Daftar Tugas:
1. Sebutkan semua indikator pasar finansial Inggris yang menurut artikel tentang Brexit di bawah ini melemah atau turun setelah referendum.
2. Lanjutkan artikel tentang Brexit di bawah ini mulai setelah kalimat terakhirnya.

Teks Sumber:

────────────────

Inggris Cerai dari Uni Eropa Pekan Depan, Pasar Sudah Siap?

Putu Agus Pransuamitra, CNBC Indonesia
26 January 2020 20:01
Inggris Cerai dari Uni Eropa Pekan Depan, Pasar Sudah Siap?
Foto: Anti Brexit aksi protes di depan Gedung Parlemen, London, Britania. REUTERS/Henry Nicholls
Jakarta, CNBC Indonesia - Setelah tiga tahun melakukan perundingan, Inggris akhirnya akan resmi bercerai dengan Uni Eropa (UE) pada Jumat (31/1/2020) pukul 23:00 GMT. Rancangan undang-undang keluarnya Inggris dari UE atau yang dikenal dengan Brexit sudah resmi diteken oleh Perdana Menteri (PM) Boris Johnson pada Sabtu (25/1/2020) kemarin.

Perceraian Inggris dengan Uni Eropa dimulai pada pertengahan 2016 lalu saat rakyat Inggris mengadakan referendum untuk memutuskan apakah Inggris masih akan bergabung dengan UE atau keluar.

PM Inggris saat itu David Cameron berada di pihak yang ingin masih tetap di UE. Dan Boris Johnson, meski satu partai dengan Cameron (Partai Konservatif) merupakan pentolan dari pihak yang menginginkan bercerai.

Hasilnya referendum tersebut terbilang mengejutkan, rakyat Inggris menginginkan bercerai dengan UE. Dampaknya pasar finansial Inggris mengalami shock, nilai tukar poundsterling jeblok ke level terendah dalam 30 tahun terakhir, dan yield obligasi tenor 10 tahun turun hingga ke rekor terendah sepanjang masa.

Sementara itu, indeks FTSE 100 Inggris turun ke level terlemah lima bulan. Tetapi yang menarik, FTSE hanya mengalami aksi jual selama dua hari, setelahnya justru terus menguat.

────────────────

Bagian Data:

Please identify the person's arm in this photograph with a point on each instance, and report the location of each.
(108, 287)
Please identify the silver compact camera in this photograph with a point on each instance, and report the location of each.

────────────────

Jawaban per Tugas:
1.
- Nilai tukar poundsterling, yang jeblok ke level terendah dalam 30 tahun terakhir
- Yield obligasi tenor 10 tahun, yang turun hingga ke rekor terendah sepanjang masa
- Indeks FTSE 100 Inggris, yang turun ke level terlemah lima bulan

2.
Hasil referendum tersebut juga membuat David Cameron mengundurkan diri sebagai PM dan digantikan oleh Theresa May. Kurang lebih tiga tahun lamanya, PM May memimpin negosiasi Brexit dan selalu berujung pada kegagalan.

Namun, kegagalan tersebut justru di dapat dari Parlemen Inggris. Rancangan undang-undang atau yang dikenal withdrawal agreement bill yang sudah disetujui oleh Pemerintah Inggris dengan UE selalu ditolak oleh Parlemen Inggris.

Setelah beberapa kali gagal mendapat dukungan dari Parlemen Inggris, Theresa May pada akhirnya mengundurkan diri sebagai PM pertengahan 2016 dan digantikan oleh Boris Johnson.

Di bawah komando PM Johnson, withdrawal agreement bill yang dibuatnya juga mendapat penolakan dari parlemen, hingga akhirnya PM Johnson memutuskan untuk melaksanakan Pemilihan Umum pada 12 Desember 2019, guna memperkuat posisinya di parlemen.

Strateginya jitu, Partai Konservatif meraih kursi mayoritas parlemen yang juga loyalis Johnson.

Rancangan undang-undang Brexit akhirnya mulus mendapat dukungan parlemen dan resmi menjadi undang-undang, Inggris pada akhirnya akan bercerai dengan Uni Eropa pekan depan.

Dalam tiga tahun terakhir, pasar finansial Inggris sangat dipengaruhi oleh proses perundingan Brexit. Ketika ada kabar baik, maka pasar finansial akan membukukan kinerja positif, sebaliknya ketika datang kabar buruk, aksi jual akan terjadi.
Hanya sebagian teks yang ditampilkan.